• Directions for this task:
Repeat every line of the material, character for character.

• Exercise material:

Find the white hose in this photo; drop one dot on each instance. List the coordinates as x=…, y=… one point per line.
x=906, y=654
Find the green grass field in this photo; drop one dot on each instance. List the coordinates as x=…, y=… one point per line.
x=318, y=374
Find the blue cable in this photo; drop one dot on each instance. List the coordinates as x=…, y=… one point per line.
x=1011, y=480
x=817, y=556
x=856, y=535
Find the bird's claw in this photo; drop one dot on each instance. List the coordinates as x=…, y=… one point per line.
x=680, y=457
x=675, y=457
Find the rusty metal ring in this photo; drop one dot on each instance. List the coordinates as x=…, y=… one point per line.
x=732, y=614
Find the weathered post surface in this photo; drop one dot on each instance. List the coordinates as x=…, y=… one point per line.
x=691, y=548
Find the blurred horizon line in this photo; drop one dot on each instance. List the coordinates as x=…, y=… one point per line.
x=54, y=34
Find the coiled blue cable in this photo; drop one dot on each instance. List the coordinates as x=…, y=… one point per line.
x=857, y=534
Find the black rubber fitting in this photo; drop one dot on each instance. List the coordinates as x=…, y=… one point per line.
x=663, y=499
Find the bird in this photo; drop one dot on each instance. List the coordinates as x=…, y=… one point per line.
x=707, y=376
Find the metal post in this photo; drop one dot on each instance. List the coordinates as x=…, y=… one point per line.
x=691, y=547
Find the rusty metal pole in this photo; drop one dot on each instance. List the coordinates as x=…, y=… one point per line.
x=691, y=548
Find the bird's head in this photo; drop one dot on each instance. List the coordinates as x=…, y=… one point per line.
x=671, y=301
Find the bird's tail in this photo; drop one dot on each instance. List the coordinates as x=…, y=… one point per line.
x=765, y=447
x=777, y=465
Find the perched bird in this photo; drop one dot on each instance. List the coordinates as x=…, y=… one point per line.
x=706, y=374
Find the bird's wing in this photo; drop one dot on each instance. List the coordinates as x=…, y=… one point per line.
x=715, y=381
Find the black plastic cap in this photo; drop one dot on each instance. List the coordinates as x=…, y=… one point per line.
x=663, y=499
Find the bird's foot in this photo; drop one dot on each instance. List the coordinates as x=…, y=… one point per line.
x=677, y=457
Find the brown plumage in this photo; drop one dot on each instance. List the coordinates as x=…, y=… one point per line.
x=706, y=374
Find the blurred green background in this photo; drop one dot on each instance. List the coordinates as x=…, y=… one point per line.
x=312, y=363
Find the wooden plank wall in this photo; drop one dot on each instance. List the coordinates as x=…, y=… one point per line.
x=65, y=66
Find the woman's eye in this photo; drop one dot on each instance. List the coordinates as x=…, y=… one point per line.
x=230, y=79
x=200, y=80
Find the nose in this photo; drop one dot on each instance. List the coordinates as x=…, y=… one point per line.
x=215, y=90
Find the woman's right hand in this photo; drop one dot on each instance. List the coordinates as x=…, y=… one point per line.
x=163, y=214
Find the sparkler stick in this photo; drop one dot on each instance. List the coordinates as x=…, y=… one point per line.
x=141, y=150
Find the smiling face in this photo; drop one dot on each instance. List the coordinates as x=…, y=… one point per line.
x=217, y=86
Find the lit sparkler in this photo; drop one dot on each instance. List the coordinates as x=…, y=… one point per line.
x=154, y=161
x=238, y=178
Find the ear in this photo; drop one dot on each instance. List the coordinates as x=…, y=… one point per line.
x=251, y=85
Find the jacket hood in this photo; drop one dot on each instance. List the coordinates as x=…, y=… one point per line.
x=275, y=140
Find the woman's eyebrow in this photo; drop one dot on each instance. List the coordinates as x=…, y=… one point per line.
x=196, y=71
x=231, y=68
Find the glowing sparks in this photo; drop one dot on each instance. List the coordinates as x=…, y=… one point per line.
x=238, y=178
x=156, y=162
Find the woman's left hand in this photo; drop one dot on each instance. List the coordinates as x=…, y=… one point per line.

• Exercise response:
Find the white hose in this photo; drop one dot on each instance. List the coordinates as x=…, y=… one point per line.
x=906, y=654
Find the green grass field in this photo; drop one dot on each instance. List the coordinates as x=…, y=… one point per line.
x=318, y=374
Find the blue cable in this photo; drop one dot on each instance. List the coordinates as x=…, y=… one point per line.
x=1011, y=480
x=817, y=556
x=856, y=535
Find the bird's claw in this photo; drop one dot on each instance. List the coordinates as x=…, y=… one point per line.
x=680, y=457
x=675, y=457
Find the rusty metal ring in this photo; drop one dot on each instance. List the coordinates as x=…, y=… one point per line.
x=732, y=614
Find the weathered post surface in this photo; drop one dot on each instance. List the coordinates as x=…, y=… one point per line.
x=691, y=548
Find the blurred horizon line in this photo; drop one dot on each instance. List the coordinates as x=…, y=… one point per line.
x=54, y=34
Find the coiled blue cable in this photo; drop one dot on each instance. List the coordinates as x=…, y=… one point per line.
x=857, y=534
Find the black rubber fitting in this photo; drop one dot on each instance. List the coordinates as x=…, y=… one point per line.
x=663, y=499
Find the bird in this photo; drop one dot on each instance. List the coordinates as x=…, y=… one point per line.
x=707, y=376
Find the metal post in this photo; drop one dot on each instance. List the coordinates as x=…, y=… one point per line.
x=691, y=547
Find the rusty metal pole in this photo; drop one dot on each instance. List the coordinates as x=…, y=… one point per line.
x=691, y=548
Find the bird's head in this photo; drop one dot on each instance. List the coordinates as x=…, y=… one point per line.
x=671, y=301
Find the bird's tail in this photo; drop one dot on each instance. List the coordinates as x=…, y=… one point per line.
x=765, y=447
x=777, y=465
Find the perched bird in this photo; drop one dot on each instance. List the coordinates as x=…, y=… one point per line.
x=706, y=374
Find the bird's wing in this photo; drop one dot on each instance. List the coordinates as x=…, y=… one point per line.
x=715, y=381
Find the black plastic cap in this photo; drop one dot on each instance. List the coordinates as x=…, y=… one point per line.
x=663, y=499
Find the bird's foot in this photo; drop one dot on each instance. List the coordinates as x=…, y=… one point per line.
x=677, y=457
Find the brown plumage in this photo; drop one dot on each instance. List the coordinates as x=…, y=… one point per line.
x=706, y=374
Find the blurred green background in this photo; drop one dot on each instance. List the coordinates as x=…, y=… one point per line.
x=312, y=363
Find the wooden plank wall in this photo; drop one dot on each instance. List the coordinates as x=…, y=… one point per line.
x=65, y=66
Find the woman's eye in this photo; drop one dot on each instance. List the coordinates as x=…, y=… one point per line.
x=230, y=79
x=200, y=80
Find the nose in this photo; drop one dot on each instance. List the coordinates as x=…, y=… one point per line.
x=215, y=90
Find the woman's right hand in this photo; drop one dot on each instance. List the coordinates as x=…, y=… one point per line.
x=163, y=214
Find the sparkler stick in this photo; drop one dot on each instance. List the coordinates as x=…, y=… one point per line.
x=141, y=150
Find the smiling face in this photo; drop one dot on each instance. List the coordinates as x=…, y=… one point per line.
x=217, y=86
Find the lit sparkler in this photo; drop one dot on each instance. List the coordinates as x=…, y=… one point per line.
x=154, y=161
x=238, y=178
Find the ear in this photo; drop one dot on each instance. List the coordinates as x=…, y=… one point per line.
x=251, y=85
Find the jacket hood in this photo; drop one dot on each instance. List the coordinates as x=…, y=… one point per line.
x=275, y=140
Find the woman's eyebrow in this photo; drop one dot on each instance. List the coordinates as x=…, y=… one point per line.
x=196, y=71
x=231, y=68
Find the glowing sparks in this photo; drop one dot on each instance. List the coordinates as x=…, y=… one point per line.
x=238, y=178
x=156, y=162
Find the woman's left hand in this photo; drop one dot on each instance. List the coordinates as x=…, y=… one point per line.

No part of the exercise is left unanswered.